In our study, we found that nicotine can activate EGR-1 through MAPK/ERK signaling pathway by the activation of α7 nAChRs to attenuate the neurotoxicity of Aβ25–35. The activation of EGR-1 by nicotine contributes to up-regulating the expression of cyclinD1 and its phosphorylation. Our immunohistochemistry results indicate that Aβ25–35 can increase the phosphorylation of ERK1/2, and this process can be blocked by nicotine administration. Last but not least, the protein level of EGR-1 was significantly decreased by nicotine treatment which was up-regulated by Aβ25–35. In this study, we elucidated the partial mechanisms that underlie the activation of EGR-1 by nicotine, and provide theoretical knowledge for retarding the proceeding of AD.

Materials and Methods

Antibodies and Chemical reagents

The antibodies against ERK1/2, Thr202/Tyr204 phospho-ERK1/2, cyclinD1, Thr286 phospho-cyclinD1 were from Cell Signaling Technology; Nicotinic acetylcholine receptor α7 was from Abcam; EGR-1, and β-actin were from Santa Cruz Biotechnology. U0126 was from Cell Signaling Technology; α-BTX, nicotine, and Aβ25–35 were from Sigma-Aldrich. Unless specified, all chemicals were obtained from Sigma-Aldrich Co (St. Louis, MO).

Cell Culture

SH-SY5Y and rat PC12 pheochromocytoma cell lines were purchased from the Shanghai Institute of Material Medical, Chinese Academy of Science. SH-SY5Y cells were cultured in Dulbecco's modified Eagle's medium (Hyclone, Logan, UT, USA), and supplemented with 10% (v/v) fetal bovine serum (Hyclone) and 1×Penicillin-Streptomycin (100 U/ml or 100 mg/ml) (Invitrogen, Carlsbad CA, USA). PC12 cells were cultured in the same manner plus 5% (v/v) serum equinum.

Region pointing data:
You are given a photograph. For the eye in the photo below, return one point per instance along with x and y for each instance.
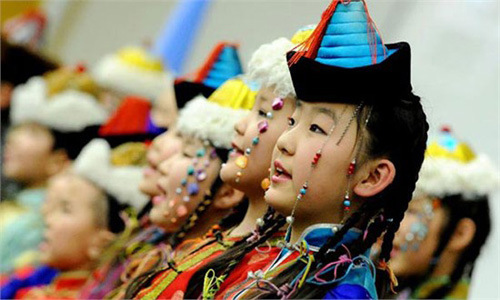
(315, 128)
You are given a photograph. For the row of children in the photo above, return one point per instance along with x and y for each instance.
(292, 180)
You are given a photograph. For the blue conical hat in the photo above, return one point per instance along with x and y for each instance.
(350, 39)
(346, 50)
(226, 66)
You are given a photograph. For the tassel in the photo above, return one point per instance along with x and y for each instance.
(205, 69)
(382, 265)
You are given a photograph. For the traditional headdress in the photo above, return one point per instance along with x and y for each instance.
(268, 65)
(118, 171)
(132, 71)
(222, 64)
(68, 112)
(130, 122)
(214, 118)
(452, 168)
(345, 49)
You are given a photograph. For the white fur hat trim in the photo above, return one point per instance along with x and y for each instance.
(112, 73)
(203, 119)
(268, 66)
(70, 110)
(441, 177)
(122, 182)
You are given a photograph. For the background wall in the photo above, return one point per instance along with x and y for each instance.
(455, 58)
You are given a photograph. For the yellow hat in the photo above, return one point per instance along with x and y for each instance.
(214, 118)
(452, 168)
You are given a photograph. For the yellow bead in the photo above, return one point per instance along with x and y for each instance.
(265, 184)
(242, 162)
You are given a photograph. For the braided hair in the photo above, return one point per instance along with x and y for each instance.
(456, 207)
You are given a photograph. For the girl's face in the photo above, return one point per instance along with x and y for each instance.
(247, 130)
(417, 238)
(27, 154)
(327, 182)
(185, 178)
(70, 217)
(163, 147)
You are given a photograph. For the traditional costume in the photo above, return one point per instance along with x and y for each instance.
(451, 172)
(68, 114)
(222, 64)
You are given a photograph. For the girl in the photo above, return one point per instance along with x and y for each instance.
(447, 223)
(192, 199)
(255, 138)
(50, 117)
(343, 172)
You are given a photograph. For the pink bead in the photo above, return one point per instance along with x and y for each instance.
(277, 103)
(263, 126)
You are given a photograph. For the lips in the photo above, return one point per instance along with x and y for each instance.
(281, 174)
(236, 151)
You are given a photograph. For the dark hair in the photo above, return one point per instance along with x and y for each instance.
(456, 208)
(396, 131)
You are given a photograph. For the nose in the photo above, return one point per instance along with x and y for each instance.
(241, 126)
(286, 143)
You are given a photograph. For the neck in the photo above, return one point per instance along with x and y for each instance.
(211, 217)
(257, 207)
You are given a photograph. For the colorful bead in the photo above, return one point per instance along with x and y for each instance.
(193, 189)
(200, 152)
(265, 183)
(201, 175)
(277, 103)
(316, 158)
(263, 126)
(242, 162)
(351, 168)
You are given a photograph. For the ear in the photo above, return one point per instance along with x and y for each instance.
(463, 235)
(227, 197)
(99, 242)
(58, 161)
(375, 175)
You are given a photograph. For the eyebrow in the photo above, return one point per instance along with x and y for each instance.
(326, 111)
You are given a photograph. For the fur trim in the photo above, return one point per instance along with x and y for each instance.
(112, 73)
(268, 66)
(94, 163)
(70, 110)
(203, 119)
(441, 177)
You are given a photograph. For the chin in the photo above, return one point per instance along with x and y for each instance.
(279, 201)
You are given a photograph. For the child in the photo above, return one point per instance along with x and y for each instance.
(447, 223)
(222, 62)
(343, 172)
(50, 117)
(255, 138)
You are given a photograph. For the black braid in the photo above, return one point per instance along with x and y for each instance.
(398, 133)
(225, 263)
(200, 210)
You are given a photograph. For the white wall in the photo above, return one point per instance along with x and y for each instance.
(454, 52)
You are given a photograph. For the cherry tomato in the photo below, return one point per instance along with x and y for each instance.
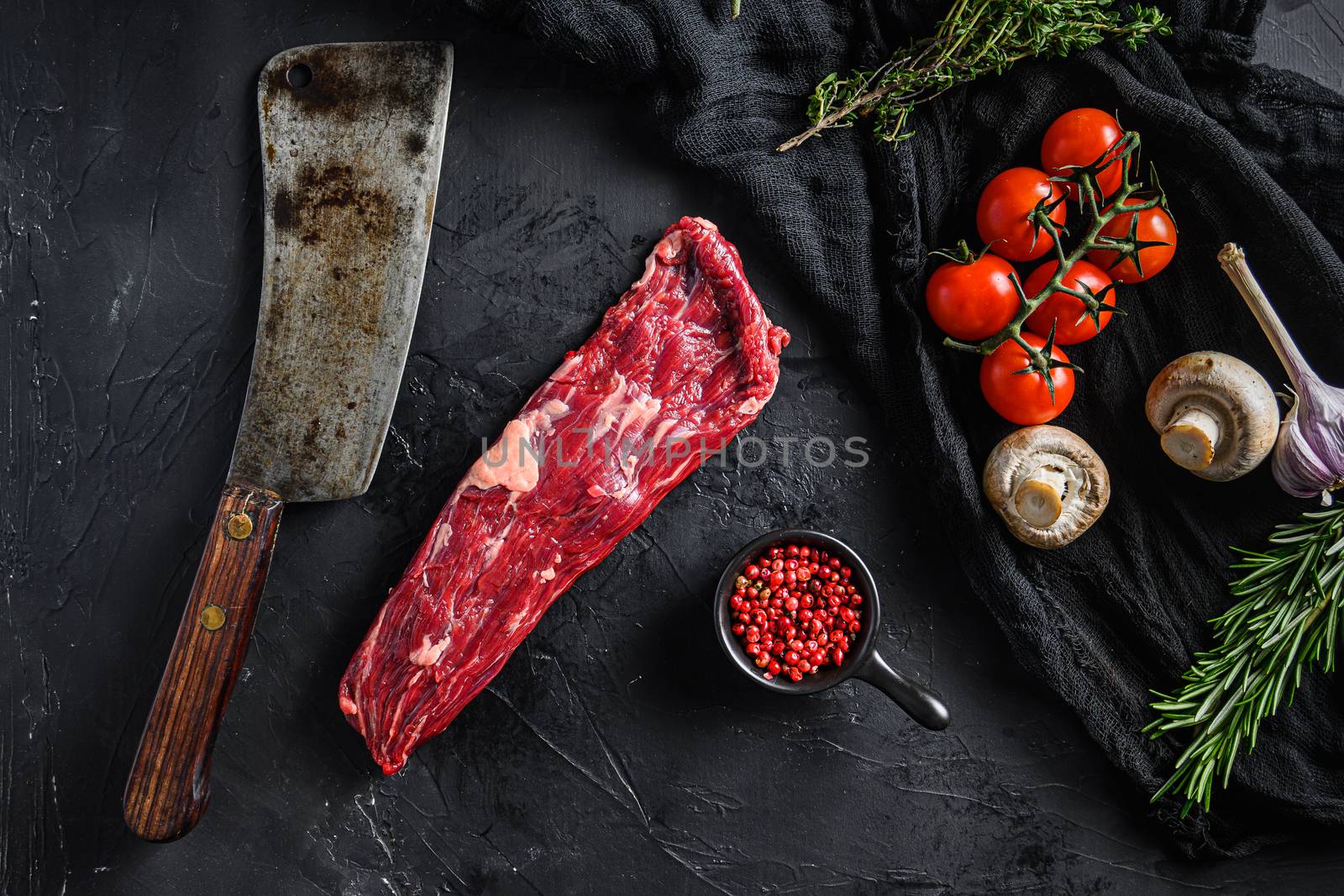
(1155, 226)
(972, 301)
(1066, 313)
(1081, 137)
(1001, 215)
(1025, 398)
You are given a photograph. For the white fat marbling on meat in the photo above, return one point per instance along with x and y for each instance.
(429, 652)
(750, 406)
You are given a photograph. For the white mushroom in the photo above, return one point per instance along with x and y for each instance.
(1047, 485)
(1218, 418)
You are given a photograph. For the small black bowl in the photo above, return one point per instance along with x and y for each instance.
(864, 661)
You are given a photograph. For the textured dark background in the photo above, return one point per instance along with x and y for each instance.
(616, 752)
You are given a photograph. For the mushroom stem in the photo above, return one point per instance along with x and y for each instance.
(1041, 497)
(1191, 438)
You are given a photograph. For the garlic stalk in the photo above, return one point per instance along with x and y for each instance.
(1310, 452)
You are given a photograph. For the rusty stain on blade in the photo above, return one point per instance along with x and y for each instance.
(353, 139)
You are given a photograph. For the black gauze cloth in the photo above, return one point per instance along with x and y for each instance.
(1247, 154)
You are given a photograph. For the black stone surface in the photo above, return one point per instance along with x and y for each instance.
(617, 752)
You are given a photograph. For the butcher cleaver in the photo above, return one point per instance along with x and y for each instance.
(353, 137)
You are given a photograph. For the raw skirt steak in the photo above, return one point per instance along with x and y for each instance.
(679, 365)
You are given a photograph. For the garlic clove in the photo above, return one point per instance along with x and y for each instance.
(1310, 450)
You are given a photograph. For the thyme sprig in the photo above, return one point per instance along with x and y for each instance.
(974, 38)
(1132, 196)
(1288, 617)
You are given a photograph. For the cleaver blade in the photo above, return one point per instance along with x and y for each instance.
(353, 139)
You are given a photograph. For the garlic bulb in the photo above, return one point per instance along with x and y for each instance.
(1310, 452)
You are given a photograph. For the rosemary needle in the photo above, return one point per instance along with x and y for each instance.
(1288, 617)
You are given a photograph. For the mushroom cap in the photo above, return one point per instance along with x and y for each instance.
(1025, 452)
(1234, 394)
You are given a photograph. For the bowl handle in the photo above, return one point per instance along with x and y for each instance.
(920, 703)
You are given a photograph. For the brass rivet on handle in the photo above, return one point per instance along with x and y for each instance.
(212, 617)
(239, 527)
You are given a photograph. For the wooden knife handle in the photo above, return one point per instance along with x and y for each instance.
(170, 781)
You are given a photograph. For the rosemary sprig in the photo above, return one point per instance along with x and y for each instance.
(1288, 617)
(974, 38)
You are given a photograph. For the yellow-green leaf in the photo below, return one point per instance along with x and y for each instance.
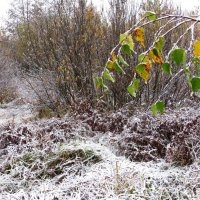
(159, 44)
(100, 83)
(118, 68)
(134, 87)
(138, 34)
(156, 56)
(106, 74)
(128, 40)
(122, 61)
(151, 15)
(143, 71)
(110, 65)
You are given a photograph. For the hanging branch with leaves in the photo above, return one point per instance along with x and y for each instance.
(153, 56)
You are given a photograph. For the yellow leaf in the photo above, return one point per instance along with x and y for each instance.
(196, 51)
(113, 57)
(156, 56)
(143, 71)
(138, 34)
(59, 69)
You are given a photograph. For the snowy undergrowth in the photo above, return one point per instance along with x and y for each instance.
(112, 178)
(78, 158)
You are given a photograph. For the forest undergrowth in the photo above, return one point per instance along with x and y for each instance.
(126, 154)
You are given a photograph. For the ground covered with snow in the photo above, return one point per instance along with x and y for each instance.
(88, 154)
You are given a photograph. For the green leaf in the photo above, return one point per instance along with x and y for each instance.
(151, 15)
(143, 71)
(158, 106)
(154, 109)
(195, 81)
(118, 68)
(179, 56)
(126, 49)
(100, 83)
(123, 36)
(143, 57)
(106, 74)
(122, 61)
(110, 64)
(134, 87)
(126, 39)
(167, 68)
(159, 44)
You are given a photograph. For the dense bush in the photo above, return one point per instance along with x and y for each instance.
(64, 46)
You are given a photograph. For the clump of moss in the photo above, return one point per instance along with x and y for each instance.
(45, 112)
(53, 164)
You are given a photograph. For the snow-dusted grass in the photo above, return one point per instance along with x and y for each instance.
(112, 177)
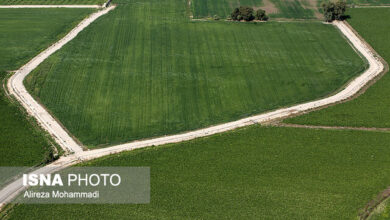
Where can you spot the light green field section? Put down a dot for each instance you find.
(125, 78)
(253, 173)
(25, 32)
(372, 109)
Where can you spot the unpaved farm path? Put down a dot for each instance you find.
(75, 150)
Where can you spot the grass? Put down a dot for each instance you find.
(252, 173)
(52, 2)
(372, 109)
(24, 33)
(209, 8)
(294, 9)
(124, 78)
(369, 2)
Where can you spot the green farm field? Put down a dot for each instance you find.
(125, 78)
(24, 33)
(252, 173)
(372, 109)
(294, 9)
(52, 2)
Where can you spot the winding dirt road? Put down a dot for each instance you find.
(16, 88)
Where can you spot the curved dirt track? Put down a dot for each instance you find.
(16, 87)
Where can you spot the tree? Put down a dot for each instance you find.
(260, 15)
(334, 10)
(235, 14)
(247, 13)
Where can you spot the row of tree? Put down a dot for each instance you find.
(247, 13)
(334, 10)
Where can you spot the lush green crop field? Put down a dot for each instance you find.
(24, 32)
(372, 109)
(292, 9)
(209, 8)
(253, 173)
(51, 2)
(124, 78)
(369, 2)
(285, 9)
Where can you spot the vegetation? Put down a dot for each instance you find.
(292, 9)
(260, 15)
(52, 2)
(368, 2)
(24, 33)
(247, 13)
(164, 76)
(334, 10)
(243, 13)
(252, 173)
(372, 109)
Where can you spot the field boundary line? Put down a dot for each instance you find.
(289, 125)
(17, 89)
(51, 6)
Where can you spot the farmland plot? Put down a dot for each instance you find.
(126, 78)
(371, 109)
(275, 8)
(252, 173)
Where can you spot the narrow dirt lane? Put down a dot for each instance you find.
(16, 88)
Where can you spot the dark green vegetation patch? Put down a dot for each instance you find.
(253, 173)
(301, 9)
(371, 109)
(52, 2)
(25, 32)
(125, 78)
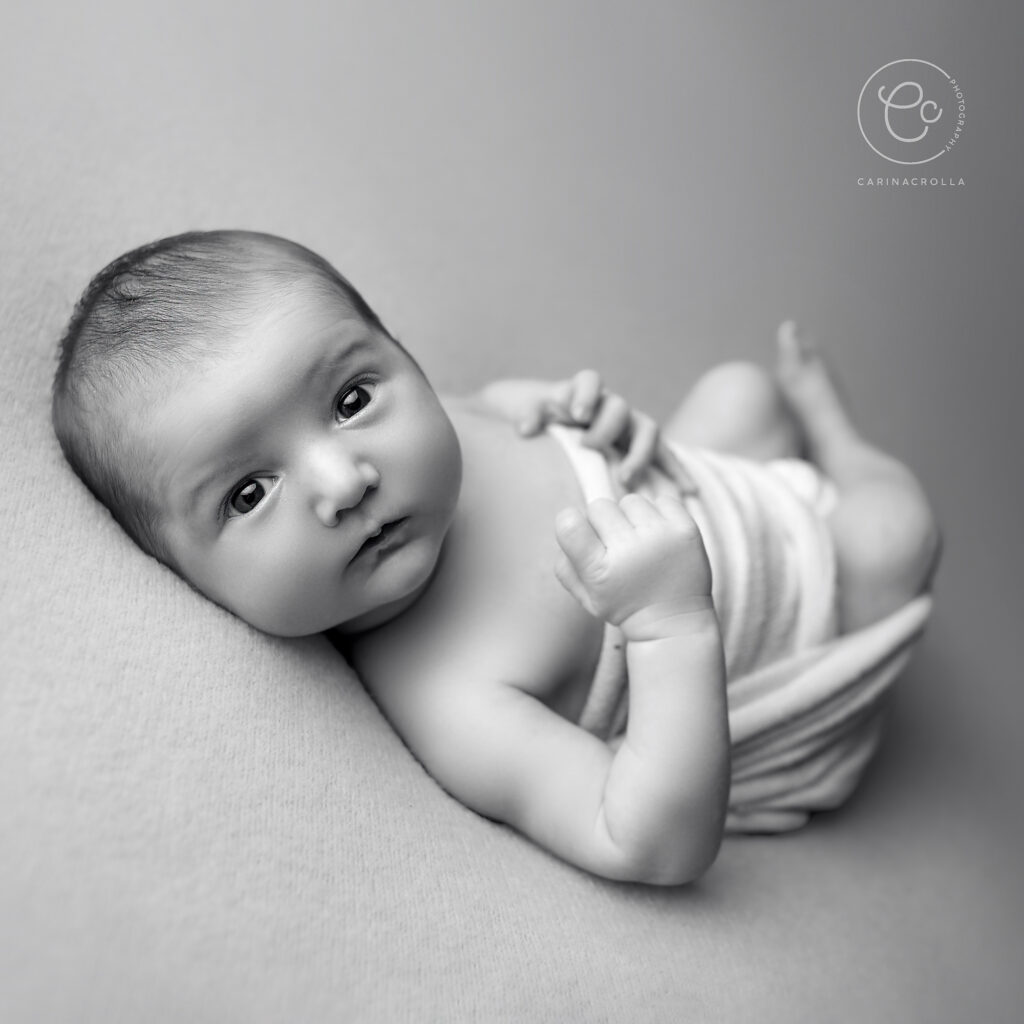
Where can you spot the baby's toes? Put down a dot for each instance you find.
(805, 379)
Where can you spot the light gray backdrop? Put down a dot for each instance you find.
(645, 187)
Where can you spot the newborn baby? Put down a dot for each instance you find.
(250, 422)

**Assigned task A**
Reproduce, from the text on nicotine and EGR-1, the part that opens with the words containing "The antibodies against" and closes with "(St. Louis, MO).".
**Assigned task B**
Carry the text on nicotine and EGR-1 forward from its final sentence.

**Answer area A**
The antibodies against ERK1/2, Thr202/Tyr204 phospho-ERK1/2, cyclinD1, Thr286 phospho-cyclinD1 were from Cell Signaling Technology; Nicotinic acetylcholine receptor α7 was from Abcam; EGR-1, and β-actin were from Santa Cruz Biotechnology. U0126 was from Cell Signaling Technology; α-BTX, nicotine, and Aβ25–35 were from Sigma-Aldrich. Unless specified, all chemicals were obtained from Sigma-Aldrich Co (St. Louis, MO).

**Answer area B**
Animal model

Forty eight four-week-old male C57/BL/L6 mice were randomly divided into four groups, and all the animals are SPF (Specific Pathogen Free) laboratory animals and they are healthy, their weights ranged from 18g to 22g. The four groups included a control group, an AD model group, a standalone nicotine group and a nicotine-treatment AD model group. The standalone nicotine group and nicotine-treatment AD model group were injected 0.15 mg/kg nicotine using a subcutaneous injection every day for 2 weeks. Identical doses of sodium chloride were administered to the other two groups. Then the AD model group and nicotine-treatment AD model group were injected with 5 μL (5mg/ml) Aβ25–35 using a stereotaxis instrument (RWD, Shenzhen, China) and microinjector (KD Scientific, Holliston, MA, USA) into the left lateral ventricle of C57/BL/L6 mice (coordinates: anteroposterior, -2.0mm from the bregma; lateral, -2.0mm; dorsovental, -3mm), and other two groups were injected with identical doses of sodium chloride into the left lateral ventricle of C57/BL/L6 mice. After 16 days, the control group, the nicotine-treatment AD model group and the AD model group were practiced with the place navigation test and spatial probe test of water maze within 5 days. At the end of this period, all the mice were anesthetized with sodium pentobarbital (50μg/g) and euthanized by transcardial perfusion with ice-cold physiological saline. Brain cortex and hippocampus were collected for immunohistochemistry.

Ethics statement

All animal procedures were in accordance with the National Institute of Health Guidelines for the Care and Use of Laboratory Animals and were approved by the Animal Ethics Committee of Xiamen University (IACUC #: XMULAC20130066).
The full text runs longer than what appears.